-- Start EXERCISE INPUT --

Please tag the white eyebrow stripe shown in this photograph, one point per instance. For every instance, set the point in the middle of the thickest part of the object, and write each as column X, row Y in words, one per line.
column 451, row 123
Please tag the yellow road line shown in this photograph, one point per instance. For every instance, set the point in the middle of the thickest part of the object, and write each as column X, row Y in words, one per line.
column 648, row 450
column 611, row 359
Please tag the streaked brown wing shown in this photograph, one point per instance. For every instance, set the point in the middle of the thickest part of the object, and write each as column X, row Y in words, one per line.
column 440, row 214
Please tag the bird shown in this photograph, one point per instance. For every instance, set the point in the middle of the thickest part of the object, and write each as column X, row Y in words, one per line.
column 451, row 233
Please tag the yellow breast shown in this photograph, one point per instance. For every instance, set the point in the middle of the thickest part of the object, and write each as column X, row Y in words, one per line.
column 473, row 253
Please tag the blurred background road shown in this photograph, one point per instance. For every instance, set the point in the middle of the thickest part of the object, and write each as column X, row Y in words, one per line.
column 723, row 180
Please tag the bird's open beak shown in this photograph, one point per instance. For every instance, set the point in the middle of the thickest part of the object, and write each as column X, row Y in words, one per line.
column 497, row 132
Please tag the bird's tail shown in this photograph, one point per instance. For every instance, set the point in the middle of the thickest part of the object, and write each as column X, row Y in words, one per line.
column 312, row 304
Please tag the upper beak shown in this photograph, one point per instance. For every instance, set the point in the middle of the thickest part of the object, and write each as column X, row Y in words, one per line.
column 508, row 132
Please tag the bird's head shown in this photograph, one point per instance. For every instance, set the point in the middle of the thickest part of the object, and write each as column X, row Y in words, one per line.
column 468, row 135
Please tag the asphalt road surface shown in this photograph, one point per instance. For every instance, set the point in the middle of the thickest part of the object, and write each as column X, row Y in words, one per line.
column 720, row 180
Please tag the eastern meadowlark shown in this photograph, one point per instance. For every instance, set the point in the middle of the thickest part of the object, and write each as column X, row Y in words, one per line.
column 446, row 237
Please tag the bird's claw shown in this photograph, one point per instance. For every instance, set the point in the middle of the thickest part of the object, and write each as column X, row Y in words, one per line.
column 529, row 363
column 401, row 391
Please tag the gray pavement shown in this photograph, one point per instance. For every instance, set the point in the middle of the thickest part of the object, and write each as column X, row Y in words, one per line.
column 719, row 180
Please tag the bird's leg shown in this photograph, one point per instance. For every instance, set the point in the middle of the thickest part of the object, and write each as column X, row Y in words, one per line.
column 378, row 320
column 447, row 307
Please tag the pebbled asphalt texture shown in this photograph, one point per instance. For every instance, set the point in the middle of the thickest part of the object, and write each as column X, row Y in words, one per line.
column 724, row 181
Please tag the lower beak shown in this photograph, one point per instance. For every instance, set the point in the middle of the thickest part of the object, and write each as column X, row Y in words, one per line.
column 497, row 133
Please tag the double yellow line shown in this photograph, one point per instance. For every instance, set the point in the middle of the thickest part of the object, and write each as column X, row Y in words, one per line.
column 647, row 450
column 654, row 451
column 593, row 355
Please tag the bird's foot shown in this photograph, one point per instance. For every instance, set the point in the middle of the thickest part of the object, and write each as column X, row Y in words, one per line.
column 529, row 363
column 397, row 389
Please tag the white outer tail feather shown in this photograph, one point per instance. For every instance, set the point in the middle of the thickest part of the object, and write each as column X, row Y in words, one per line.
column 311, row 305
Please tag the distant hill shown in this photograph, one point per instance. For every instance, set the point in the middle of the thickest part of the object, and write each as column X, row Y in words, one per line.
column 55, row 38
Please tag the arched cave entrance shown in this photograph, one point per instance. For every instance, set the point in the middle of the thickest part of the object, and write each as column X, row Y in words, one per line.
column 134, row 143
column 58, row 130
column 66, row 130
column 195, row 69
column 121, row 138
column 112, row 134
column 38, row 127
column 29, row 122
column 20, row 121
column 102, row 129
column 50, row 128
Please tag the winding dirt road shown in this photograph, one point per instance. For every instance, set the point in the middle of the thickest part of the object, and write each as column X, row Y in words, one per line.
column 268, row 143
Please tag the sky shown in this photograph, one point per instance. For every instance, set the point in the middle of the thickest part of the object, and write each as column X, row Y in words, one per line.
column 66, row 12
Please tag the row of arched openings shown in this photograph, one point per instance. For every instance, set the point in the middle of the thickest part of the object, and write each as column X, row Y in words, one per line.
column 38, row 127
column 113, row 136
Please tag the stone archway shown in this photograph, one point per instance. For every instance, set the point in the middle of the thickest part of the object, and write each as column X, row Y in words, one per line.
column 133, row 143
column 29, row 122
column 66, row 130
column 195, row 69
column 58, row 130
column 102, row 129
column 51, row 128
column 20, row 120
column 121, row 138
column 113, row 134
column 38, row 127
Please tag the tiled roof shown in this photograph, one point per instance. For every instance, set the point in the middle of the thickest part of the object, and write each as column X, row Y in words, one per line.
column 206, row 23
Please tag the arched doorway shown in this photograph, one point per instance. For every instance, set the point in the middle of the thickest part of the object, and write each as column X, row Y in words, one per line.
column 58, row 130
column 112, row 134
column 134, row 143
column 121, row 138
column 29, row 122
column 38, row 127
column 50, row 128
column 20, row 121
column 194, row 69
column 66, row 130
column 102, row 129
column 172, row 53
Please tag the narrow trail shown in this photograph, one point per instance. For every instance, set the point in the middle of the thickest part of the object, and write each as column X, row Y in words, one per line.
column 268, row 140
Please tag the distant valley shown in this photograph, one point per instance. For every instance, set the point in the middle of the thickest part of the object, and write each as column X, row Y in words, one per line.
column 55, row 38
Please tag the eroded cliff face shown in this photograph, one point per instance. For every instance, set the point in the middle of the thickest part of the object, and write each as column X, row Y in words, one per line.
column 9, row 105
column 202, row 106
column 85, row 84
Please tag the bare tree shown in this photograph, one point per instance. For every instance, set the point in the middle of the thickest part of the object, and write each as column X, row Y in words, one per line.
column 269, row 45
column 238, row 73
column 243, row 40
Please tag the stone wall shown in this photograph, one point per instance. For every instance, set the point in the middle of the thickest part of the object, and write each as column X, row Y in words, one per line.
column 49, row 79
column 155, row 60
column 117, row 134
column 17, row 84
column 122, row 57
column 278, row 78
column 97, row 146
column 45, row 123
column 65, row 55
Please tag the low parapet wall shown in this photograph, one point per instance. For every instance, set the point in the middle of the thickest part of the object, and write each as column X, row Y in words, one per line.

-- End EXERCISE INPUT --

SET PROBLEM: Give the material above again, word for word.

FINAL ANSWER:
Please tag the white eyebrow stripe shown in this photograph, one point per instance. For every instance, set the point in the middle of the thickest part of the object, and write each as column X, row Y in words, one per line.
column 451, row 123
Please tag the yellow road line shown in this photograph, one point per instance. For every instance, set the point in the middle of the thickest part of the object, and write each as column X, row Y in words, one per line.
column 648, row 450
column 611, row 359
Please tag the streaked brown wing shown in this photograph, one point per instance. For every instance, set the point in the middle of the thickest part of the object, and write each as column X, row Y in words, one per line.
column 440, row 214
Please tag the bird shown in this photograph, one point per instance. For every instance, set the point in the middle of the thickest part of the object, and write each as column X, row Y in words, one per line.
column 451, row 233
Please tag the yellow breast shown in this photograph, one point per instance. For every instance, set the point in the middle of the thickest part of the object, and write each as column X, row Y in words, one per line.
column 473, row 253
Please tag the blurred background road shown in this photograph, one point per instance. For every instance, set the point in the middle of the thickest part of the object, and write each as column X, row Y in words, one per line.
column 723, row 180
Please tag the bird's open beak shown in this photograph, one point per instance. For every instance, set the point in the middle of the thickest part of the object, and write each as column X, row Y in words, one per line.
column 497, row 132
Please tag the bird's tail shown in this photograph, one point per instance. For every instance, set the point in the middle of the thickest part of the object, and write each as column X, row Y in words, one per line.
column 312, row 304
Please tag the upper beak shown in this photograph, one point per instance. For every instance, set the point in the middle of the thickest part of the object, and write each as column X, row Y in words, one per line.
column 508, row 132
Please tag the bird's head shown in this photograph, one point per instance. For every instance, set the point in the middle of the thickest part of the object, and write each as column X, row Y in words, one per line.
column 468, row 135
Please tag the asphalt road surface shown in this photograph, one point per instance. For every instance, set the point in the middle of the thickest part of the object, and write each as column X, row Y in words, one per line.
column 720, row 180
Please tag the eastern meadowlark shown in this photograph, one point per instance. For every instance, set the point in the middle of the thickest part of the object, and write each as column X, row Y in words, one per line.
column 446, row 237
Please tag the bird's claw shown in this photograph, one point per instance. For every instance, set the point in the middle of the thickest part of the object, and write each as column X, row Y in words, one per line.
column 529, row 363
column 401, row 391
Please tag the gray pavement shown in this photograph, one point per instance. For every instance, set the point in the middle of the thickest part of the object, and write each as column X, row Y in words, one per line.
column 719, row 180
Please tag the bird's leg shown in this photograph, one point per instance. For every instance, set the point in the middle of the thickest part of the object, and write each as column X, row Y in words, one per line.
column 378, row 320
column 447, row 307
Please tag the pebbled asphalt texture shown in this photograph, one point per instance. For every instance, set the point in the middle of the thickest part of the object, and write each as column X, row Y in words, one per line.
column 724, row 181
Please tag the lower beak shown in this photograph, one point per instance. For every instance, set the point in the middle of the thickest part of the object, and write each as column X, row Y in words, one per line.
column 497, row 133
Please tag the double yellow line shown in this photograph, one point per instance. For every instance, set the point in the middle of the thickest part of the object, and write each as column X, row Y in words, one per line.
column 647, row 450
column 654, row 451
column 593, row 355
Please tag the bird's foot shown in this photograph, one point per instance. For every instance, set the point in the middle of the thickest part of the object, and write each as column X, row Y in words, one per line.
column 529, row 363
column 397, row 389
Please tag the white outer tail feather shown in this photograph, one point per instance. For every instance, set the point in the middle of the thickest part of the object, and write each as column X, row Y in words, one per line.
column 311, row 305
Please tag the distant hill shown in this photograph, one point per instance. For every instance, set the point in the middle of the thickest part of the object, and write each as column X, row Y in words, one per line.
column 55, row 38
Please tag the arched cave entrance shown in this photograph, one point per instance. For every instance, set the point in the middle of the thickest part of the object, and write each as column X, row Y in words, one per line.
column 134, row 143
column 58, row 130
column 66, row 130
column 195, row 69
column 121, row 138
column 112, row 134
column 38, row 127
column 29, row 122
column 20, row 121
column 102, row 129
column 50, row 128
Please tag the winding dirt road shown in this photograph, one point per instance. For every instance, set the point in the middle of the thickest part of the object, and write each as column X, row Y in words, one per line.
column 268, row 143
Please tag the sky shown in this photograph, one point per instance. For every instance, set the point in the middle of the thickest part of the object, and write each as column X, row Y in words, one per line.
column 66, row 12
Please tag the row of arched openings shown in this photograph, one point per instance. For every instance, set the point in the middle of the thickest part of the object, and write each as column X, row Y in words, one per line.
column 38, row 127
column 113, row 136
Please tag the stone archway shown in this photograph, one point per instance. For every instance, set the point in the middle of the thickest part of the object, and write each as column X, row Y in words, one per line.
column 133, row 143
column 29, row 122
column 66, row 130
column 195, row 69
column 58, row 130
column 102, row 129
column 51, row 128
column 20, row 120
column 121, row 138
column 113, row 134
column 38, row 127
Please tag the tiled roof shown in this photograph, one point per instance. For every instance, set the point in the middle of the thickest part of the object, and write each as column X, row Y in words, one per line.
column 206, row 23
Please tag the arched doorway shown in this photograph, one point per instance. For every instance, set the point in the middle of the thickest part of the object, and write each as column X, row Y in words, one per line.
column 58, row 130
column 112, row 134
column 134, row 143
column 121, row 138
column 29, row 122
column 38, row 127
column 50, row 128
column 20, row 121
column 194, row 69
column 66, row 130
column 102, row 129
column 172, row 53
Please tag the narrow trail shown in this photograph, one point per instance. For every instance, set the point in the middle of the thickest part of the object, and write each as column X, row Y in words, one per line.
column 268, row 140
Please tag the distant valley shown in this photograph, one point per instance. For every instance, set the point in the middle of the thickest part of the object, and write each as column X, row Y in words, one per line.
column 55, row 38
Please tag the eroded cliff face shown in this photograph, one point per instance. For every instance, set the point in the middle of the thickest part of the object, and write each as column X, row Y in words, one per line.
column 9, row 105
column 202, row 106
column 85, row 84
Please tag the bare tree shown in this photograph, one point per instance. For every instance, set the point in the middle of the thickest part of the object, and write each as column X, row Y in words, one per line.
column 269, row 45
column 238, row 73
column 243, row 40
Please tag the stone wall shown in this photograph, one point per instance. For every instance, set the point in the middle of the thickest part of the object, and write each as column X, row Y in words, one per line.
column 49, row 79
column 155, row 60
column 117, row 134
column 17, row 84
column 122, row 57
column 278, row 78
column 97, row 146
column 45, row 123
column 65, row 55
Please tag the low parapet wall shown in this photograph, one point per instance. For every instance, set the point in the middle of the thickest part of the object, and write each as column X, row Y in words, one per line.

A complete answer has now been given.